Material supplied →
######

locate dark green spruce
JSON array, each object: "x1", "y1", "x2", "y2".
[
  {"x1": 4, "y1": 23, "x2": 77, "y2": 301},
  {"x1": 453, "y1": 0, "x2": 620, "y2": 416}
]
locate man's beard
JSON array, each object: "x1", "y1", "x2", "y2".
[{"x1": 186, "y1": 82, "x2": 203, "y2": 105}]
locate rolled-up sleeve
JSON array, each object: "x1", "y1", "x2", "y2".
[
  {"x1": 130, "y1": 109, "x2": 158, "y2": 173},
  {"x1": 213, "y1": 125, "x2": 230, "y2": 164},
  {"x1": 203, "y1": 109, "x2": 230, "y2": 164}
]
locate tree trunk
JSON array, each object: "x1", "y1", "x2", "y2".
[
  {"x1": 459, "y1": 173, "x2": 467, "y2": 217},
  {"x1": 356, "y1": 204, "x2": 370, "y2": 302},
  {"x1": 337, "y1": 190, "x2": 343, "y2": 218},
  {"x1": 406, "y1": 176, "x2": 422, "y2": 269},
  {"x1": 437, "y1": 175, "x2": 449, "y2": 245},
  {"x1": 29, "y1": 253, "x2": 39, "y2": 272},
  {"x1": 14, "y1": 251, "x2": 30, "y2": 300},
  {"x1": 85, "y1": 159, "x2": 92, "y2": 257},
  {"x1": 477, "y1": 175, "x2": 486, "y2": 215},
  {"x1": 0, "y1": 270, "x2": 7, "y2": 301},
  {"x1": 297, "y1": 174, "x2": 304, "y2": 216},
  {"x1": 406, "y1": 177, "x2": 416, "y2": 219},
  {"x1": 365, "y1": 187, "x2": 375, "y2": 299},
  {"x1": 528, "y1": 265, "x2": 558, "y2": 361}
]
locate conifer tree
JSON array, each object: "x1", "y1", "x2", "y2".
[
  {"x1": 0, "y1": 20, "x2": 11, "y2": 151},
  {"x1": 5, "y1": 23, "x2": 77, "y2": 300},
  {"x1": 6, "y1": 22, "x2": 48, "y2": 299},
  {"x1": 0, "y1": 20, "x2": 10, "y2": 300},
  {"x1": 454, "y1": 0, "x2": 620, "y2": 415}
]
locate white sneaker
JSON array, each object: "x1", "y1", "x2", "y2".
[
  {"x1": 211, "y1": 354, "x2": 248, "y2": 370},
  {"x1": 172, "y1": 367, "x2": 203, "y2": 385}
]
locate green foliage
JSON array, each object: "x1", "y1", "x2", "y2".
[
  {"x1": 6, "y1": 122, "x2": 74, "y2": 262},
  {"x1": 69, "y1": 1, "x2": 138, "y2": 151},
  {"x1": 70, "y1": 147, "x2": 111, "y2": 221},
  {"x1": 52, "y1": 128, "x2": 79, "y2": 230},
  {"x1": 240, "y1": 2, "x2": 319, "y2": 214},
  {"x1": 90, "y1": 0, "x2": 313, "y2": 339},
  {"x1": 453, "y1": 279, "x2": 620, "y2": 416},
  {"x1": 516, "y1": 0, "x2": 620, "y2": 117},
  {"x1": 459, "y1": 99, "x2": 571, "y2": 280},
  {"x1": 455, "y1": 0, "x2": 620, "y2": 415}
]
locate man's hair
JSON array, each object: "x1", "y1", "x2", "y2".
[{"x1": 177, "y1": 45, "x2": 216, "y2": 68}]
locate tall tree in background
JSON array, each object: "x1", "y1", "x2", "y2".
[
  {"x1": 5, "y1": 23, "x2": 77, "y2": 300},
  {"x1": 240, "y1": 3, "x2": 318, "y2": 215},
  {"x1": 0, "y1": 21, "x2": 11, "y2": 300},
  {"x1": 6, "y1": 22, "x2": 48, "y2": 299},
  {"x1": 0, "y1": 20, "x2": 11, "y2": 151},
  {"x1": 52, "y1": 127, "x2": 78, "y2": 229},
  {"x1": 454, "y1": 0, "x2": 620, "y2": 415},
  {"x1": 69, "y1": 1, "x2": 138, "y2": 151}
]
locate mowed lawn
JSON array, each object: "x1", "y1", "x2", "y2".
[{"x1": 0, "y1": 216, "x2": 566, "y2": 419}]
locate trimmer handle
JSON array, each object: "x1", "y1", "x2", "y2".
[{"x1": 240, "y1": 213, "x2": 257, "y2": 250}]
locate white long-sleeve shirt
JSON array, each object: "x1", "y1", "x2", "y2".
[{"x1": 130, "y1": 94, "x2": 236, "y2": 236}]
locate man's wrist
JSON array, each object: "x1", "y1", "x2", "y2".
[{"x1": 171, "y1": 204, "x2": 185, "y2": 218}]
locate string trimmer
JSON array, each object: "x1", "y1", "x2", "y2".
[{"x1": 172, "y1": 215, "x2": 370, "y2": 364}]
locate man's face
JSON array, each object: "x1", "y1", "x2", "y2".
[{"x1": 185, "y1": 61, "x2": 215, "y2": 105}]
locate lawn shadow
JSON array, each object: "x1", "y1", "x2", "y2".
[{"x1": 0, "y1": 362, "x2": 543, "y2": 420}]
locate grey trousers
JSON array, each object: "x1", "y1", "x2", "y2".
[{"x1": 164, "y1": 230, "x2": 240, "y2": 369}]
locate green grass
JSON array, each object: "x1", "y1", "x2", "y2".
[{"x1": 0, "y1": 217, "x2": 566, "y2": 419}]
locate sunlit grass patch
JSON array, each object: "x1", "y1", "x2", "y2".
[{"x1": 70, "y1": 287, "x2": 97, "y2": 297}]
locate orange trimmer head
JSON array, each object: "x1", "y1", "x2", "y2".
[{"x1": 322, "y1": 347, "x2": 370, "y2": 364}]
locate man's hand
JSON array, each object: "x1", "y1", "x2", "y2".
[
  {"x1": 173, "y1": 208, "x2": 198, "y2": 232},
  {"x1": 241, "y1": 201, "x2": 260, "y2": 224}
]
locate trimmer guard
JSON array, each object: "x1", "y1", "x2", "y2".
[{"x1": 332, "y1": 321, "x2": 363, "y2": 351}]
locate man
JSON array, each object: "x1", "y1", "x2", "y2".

######

Task to complete → When you reach the end of the records, set them all down again exactly.

Written reply →
locate dark green spruce
JSON array, each object: "x1", "y1", "x2", "y2".
[
  {"x1": 4, "y1": 23, "x2": 77, "y2": 301},
  {"x1": 453, "y1": 0, "x2": 620, "y2": 416}
]
locate man's beard
JSON array, each object: "x1", "y1", "x2", "y2".
[{"x1": 186, "y1": 82, "x2": 203, "y2": 105}]
locate rolled-up sleeve
JSON array, each object: "x1", "y1", "x2", "y2".
[
  {"x1": 130, "y1": 109, "x2": 158, "y2": 173},
  {"x1": 213, "y1": 125, "x2": 230, "y2": 164},
  {"x1": 203, "y1": 109, "x2": 230, "y2": 164}
]
locate tree trunk
JSON array, each object: "x1", "y1", "x2", "y2".
[
  {"x1": 459, "y1": 173, "x2": 467, "y2": 217},
  {"x1": 356, "y1": 204, "x2": 370, "y2": 302},
  {"x1": 337, "y1": 190, "x2": 343, "y2": 218},
  {"x1": 406, "y1": 176, "x2": 422, "y2": 269},
  {"x1": 437, "y1": 175, "x2": 449, "y2": 245},
  {"x1": 29, "y1": 253, "x2": 39, "y2": 272},
  {"x1": 14, "y1": 251, "x2": 30, "y2": 300},
  {"x1": 85, "y1": 159, "x2": 92, "y2": 257},
  {"x1": 477, "y1": 175, "x2": 486, "y2": 215},
  {"x1": 0, "y1": 270, "x2": 7, "y2": 301},
  {"x1": 297, "y1": 174, "x2": 304, "y2": 216},
  {"x1": 406, "y1": 177, "x2": 416, "y2": 219},
  {"x1": 365, "y1": 187, "x2": 375, "y2": 299},
  {"x1": 528, "y1": 265, "x2": 558, "y2": 361}
]
locate conifer tree
JSON array, each object: "x1", "y1", "x2", "y2".
[
  {"x1": 0, "y1": 20, "x2": 11, "y2": 151},
  {"x1": 5, "y1": 23, "x2": 77, "y2": 300},
  {"x1": 6, "y1": 22, "x2": 48, "y2": 299},
  {"x1": 0, "y1": 20, "x2": 10, "y2": 300},
  {"x1": 454, "y1": 0, "x2": 620, "y2": 415}
]
locate white sneaker
JSON array, each object: "x1", "y1", "x2", "y2".
[
  {"x1": 211, "y1": 354, "x2": 248, "y2": 370},
  {"x1": 172, "y1": 367, "x2": 203, "y2": 385}
]
locate green foliage
JSON array, each object: "x1", "y1", "x2", "y2".
[
  {"x1": 6, "y1": 122, "x2": 74, "y2": 262},
  {"x1": 69, "y1": 1, "x2": 138, "y2": 151},
  {"x1": 70, "y1": 147, "x2": 111, "y2": 221},
  {"x1": 52, "y1": 128, "x2": 79, "y2": 230},
  {"x1": 240, "y1": 2, "x2": 319, "y2": 214},
  {"x1": 90, "y1": 0, "x2": 313, "y2": 339},
  {"x1": 453, "y1": 279, "x2": 620, "y2": 416},
  {"x1": 516, "y1": 0, "x2": 620, "y2": 117},
  {"x1": 459, "y1": 99, "x2": 571, "y2": 280},
  {"x1": 455, "y1": 0, "x2": 620, "y2": 415}
]
locate man's hair
JSON array, each object: "x1", "y1", "x2", "y2".
[{"x1": 177, "y1": 45, "x2": 216, "y2": 68}]
locate tall tree in background
JSON array, each object: "x1", "y1", "x2", "y2".
[
  {"x1": 5, "y1": 23, "x2": 77, "y2": 300},
  {"x1": 240, "y1": 3, "x2": 318, "y2": 215},
  {"x1": 0, "y1": 21, "x2": 11, "y2": 300},
  {"x1": 6, "y1": 22, "x2": 48, "y2": 299},
  {"x1": 0, "y1": 20, "x2": 11, "y2": 151},
  {"x1": 52, "y1": 127, "x2": 78, "y2": 229},
  {"x1": 454, "y1": 0, "x2": 620, "y2": 415},
  {"x1": 69, "y1": 1, "x2": 138, "y2": 151}
]
locate mowed lawn
JSON array, each object: "x1", "y1", "x2", "y2".
[{"x1": 0, "y1": 216, "x2": 566, "y2": 419}]
locate trimmer handle
JSON array, each object: "x1", "y1", "x2", "y2".
[{"x1": 240, "y1": 213, "x2": 257, "y2": 250}]
locate white long-sleeve shirt
JSON array, each object: "x1", "y1", "x2", "y2".
[{"x1": 130, "y1": 94, "x2": 236, "y2": 236}]
locate man's wrist
JSON array, each object: "x1", "y1", "x2", "y2".
[{"x1": 171, "y1": 204, "x2": 185, "y2": 218}]
locate string trimmer
JSON array, each object: "x1", "y1", "x2", "y2".
[{"x1": 172, "y1": 215, "x2": 370, "y2": 364}]
locate man's face
JSON array, each object: "x1", "y1", "x2", "y2".
[{"x1": 185, "y1": 61, "x2": 215, "y2": 105}]
locate lawn shadow
JSON array, each object: "x1", "y1", "x2", "y2".
[{"x1": 0, "y1": 362, "x2": 543, "y2": 420}]
locate grey trousers
JSON array, each object: "x1", "y1", "x2", "y2".
[{"x1": 164, "y1": 230, "x2": 240, "y2": 369}]
locate green grass
JSON array, each object: "x1", "y1", "x2", "y2".
[{"x1": 0, "y1": 217, "x2": 566, "y2": 419}]
locate sunlit grass patch
JSON array, each object: "x1", "y1", "x2", "y2".
[{"x1": 70, "y1": 287, "x2": 97, "y2": 297}]
locate orange trimmer head
JSON array, each object: "x1", "y1", "x2", "y2".
[{"x1": 322, "y1": 347, "x2": 370, "y2": 364}]
locate man's hand
JSON array, each object: "x1", "y1", "x2", "y2".
[
  {"x1": 173, "y1": 208, "x2": 198, "y2": 232},
  {"x1": 241, "y1": 201, "x2": 260, "y2": 224}
]
locate trimmer guard
JSON array, each object: "x1", "y1", "x2", "y2".
[{"x1": 332, "y1": 321, "x2": 363, "y2": 351}]
locate man
JSON array, each object: "x1", "y1", "x2", "y2".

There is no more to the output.